→ EXERCISE BRIEF
Go through the records and write each one out again exactly.

→ DATA TO USE

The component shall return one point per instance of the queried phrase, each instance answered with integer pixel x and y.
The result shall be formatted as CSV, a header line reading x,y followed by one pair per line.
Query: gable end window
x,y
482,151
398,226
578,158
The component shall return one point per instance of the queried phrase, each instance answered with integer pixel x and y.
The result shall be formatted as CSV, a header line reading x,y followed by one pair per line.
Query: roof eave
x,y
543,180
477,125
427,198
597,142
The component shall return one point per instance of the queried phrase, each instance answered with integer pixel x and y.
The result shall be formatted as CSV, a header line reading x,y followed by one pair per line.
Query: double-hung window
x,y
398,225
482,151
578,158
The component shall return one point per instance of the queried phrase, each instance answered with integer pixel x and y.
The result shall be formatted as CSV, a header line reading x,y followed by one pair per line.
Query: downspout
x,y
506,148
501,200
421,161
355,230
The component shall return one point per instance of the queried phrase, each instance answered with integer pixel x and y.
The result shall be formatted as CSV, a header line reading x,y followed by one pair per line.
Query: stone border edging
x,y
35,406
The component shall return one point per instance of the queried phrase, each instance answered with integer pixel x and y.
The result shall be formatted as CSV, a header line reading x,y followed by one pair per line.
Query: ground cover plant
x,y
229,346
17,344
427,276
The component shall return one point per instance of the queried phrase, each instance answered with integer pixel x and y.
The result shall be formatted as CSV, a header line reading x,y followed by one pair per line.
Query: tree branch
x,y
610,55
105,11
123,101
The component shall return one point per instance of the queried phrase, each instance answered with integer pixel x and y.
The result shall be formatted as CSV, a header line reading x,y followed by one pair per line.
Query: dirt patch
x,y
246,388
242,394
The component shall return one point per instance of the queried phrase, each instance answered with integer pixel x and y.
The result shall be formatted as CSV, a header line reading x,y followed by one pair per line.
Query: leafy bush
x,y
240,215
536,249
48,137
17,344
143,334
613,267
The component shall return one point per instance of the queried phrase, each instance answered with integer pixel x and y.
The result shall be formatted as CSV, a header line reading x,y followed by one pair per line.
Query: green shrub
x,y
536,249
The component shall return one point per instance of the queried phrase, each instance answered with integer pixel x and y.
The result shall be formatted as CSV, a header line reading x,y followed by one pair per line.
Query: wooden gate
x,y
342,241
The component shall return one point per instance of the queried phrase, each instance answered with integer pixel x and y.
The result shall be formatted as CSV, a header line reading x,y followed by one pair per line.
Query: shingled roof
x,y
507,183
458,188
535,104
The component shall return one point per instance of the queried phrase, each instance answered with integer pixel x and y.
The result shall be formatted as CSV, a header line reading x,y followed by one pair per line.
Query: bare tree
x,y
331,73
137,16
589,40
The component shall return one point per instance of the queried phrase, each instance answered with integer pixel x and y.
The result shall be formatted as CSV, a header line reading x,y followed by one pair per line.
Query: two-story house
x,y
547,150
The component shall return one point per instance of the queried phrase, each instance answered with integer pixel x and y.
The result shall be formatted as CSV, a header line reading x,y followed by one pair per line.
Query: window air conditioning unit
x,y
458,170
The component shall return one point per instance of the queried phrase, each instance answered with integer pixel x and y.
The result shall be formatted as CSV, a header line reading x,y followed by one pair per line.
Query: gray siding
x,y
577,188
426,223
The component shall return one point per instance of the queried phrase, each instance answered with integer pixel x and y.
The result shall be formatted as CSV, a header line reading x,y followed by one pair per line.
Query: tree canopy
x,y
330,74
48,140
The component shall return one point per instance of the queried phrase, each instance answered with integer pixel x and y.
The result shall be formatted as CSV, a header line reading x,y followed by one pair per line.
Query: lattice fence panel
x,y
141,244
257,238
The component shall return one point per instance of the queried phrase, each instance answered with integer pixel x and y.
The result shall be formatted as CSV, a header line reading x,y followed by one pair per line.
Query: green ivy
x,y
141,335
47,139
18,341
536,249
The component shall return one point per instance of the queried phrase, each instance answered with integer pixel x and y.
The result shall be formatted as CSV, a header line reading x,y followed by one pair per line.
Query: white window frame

→ ANSWER TO THIS PROBLEM
The component shall return one point per instance of the queried phrase, each instance answered with integer pixel x and y.
The result shall be formatted as CSV, a header line reading x,y followed by one pair per line.
Query: gable end window
x,y
482,151
398,226
578,158
The component shall return one point per instance of the queried phrase, each instance answered with integer pixel x and y.
The result shall be formatted as CSV, a header line reading x,y followed by one pair per line.
Query: roof eave
x,y
543,180
477,125
427,198
597,142
The component shall return one point per instance of the queried phrase, each instance answered with integer pixel x and y.
The result shall be formatted as CSV, a header line reading x,y followed by one pair per line.
Query: double-hung window
x,y
398,225
482,151
578,158
The component shall return one point per instance of the queried phrase, each instance answered with integer pixel x and y.
The result shall be formatted as CSV, a header line reading x,y followed by one pair per line.
Query: downspout
x,y
506,148
501,200
421,161
355,230
The component shall return one point per instance of the queried phrase, each instance answered with integer pixel x and y.
The result shall be formatted as CSV, a header line reading x,y followed by one pair per line.
Query: stone border edging
x,y
35,406
The component shall return one point per instance of the queried phrase, each instance answered with integer pixel x and y.
The result shall be formatted as CSV, a header line reading x,y followed by one pair per line.
Query: ground cover plant
x,y
229,346
17,344
427,276
The component shall return one point per instance of the queried phrase, each instance answered with integer pixel x and y.
The result shall be formatted as CSV, a header line reading x,y followed by one pair per line.
Query: tree branch
x,y
610,55
105,11
123,101
The component shall return one point per instance of the queried phrase, each instance answered with integer pixel x and y.
The result shall be formatted as CSV, a header line reading x,y followed by one pair per line.
Query: dirt patch
x,y
246,388
242,394
The component shall return one point per instance of the queried phrase, each instance answered with integer pixel x and y.
The result shall be formatted as CSV, a header line reading x,y followed by one pair per line.
Query: leafy bush
x,y
240,215
536,249
48,137
17,344
143,334
613,267
The component shall return one point per instance of the queried phrase, each instance answered with integer pixel x and y.
The result shall be formatted as CSV, a header line reading x,y followed by one pair per line.
Query: green shrub
x,y
536,249
The component shall return one point per instance of the queried phrase, each instance answered with integer pixel x and y.
The result shall be formatted as CSV, a header line reading x,y followed by one pair per line.
Query: wooden gate
x,y
342,241
The component shall return one point per instance of the queried phrase, each instance answered with integer pixel x and y.
The result shall be formatted as CSV, a header line reading x,y followed by one pair per line.
Query: shingled roof
x,y
507,183
458,188
535,104
The component shall return one point per instance of the queried phrase, each instance answered with integer pixel x and y.
The result shall be formatted as CSV, a header line reading x,y followed by one pair per line.
Query: bare tree
x,y
331,73
137,16
589,40
The component shall return one point per instance of the queried phrase, each instance answered with integer pixel x and y.
The result shall be formatted as CSV, a header line reading x,y followed by one pair per line.
Query: two-story house
x,y
547,150
The component shall return one point per instance of the queried phrase, each instance answered with integer pixel x and y.
The result shall be formatted as CSV, a header line reading x,y followed by one pair per line.
Query: window air conditioning unit
x,y
458,170
The component shall return one point per instance of the queried phrase, each instance answered with integer pixel x and y.
The result shall be formatted as CSV, a header line reading x,y followed by one pair per line.
Query: gray siding
x,y
577,188
426,223
The component shall return one point per instance of the queried phrase, each instance answered with integer pixel x and y.
The result shall be formatted as CSV, a header line reading x,y followed by one pair per line.
Query: tree canopy
x,y
330,74
48,140
The component shall return one point per instance of the queried phrase, each instance answered with integer pixel x and y.
The result shall be formatted as CSV, a header line reading x,y followed by one pair per line.
Query: lattice fence panel
x,y
141,244
257,238
The component shall return one point per instance of the queried phrase, each instance answered with integer pixel x and y.
The result shall be formatted as CSV, a header line reading x,y followed by one pair per line.
Query: green ivy
x,y
141,335
47,139
18,341
536,249
The component shall return one point per instance of the queried phrase, each instance answered with integer pixel x and y.
The result shall be formatted as CSV, a header line reading x,y followed by one pair per line.
Query: white window frame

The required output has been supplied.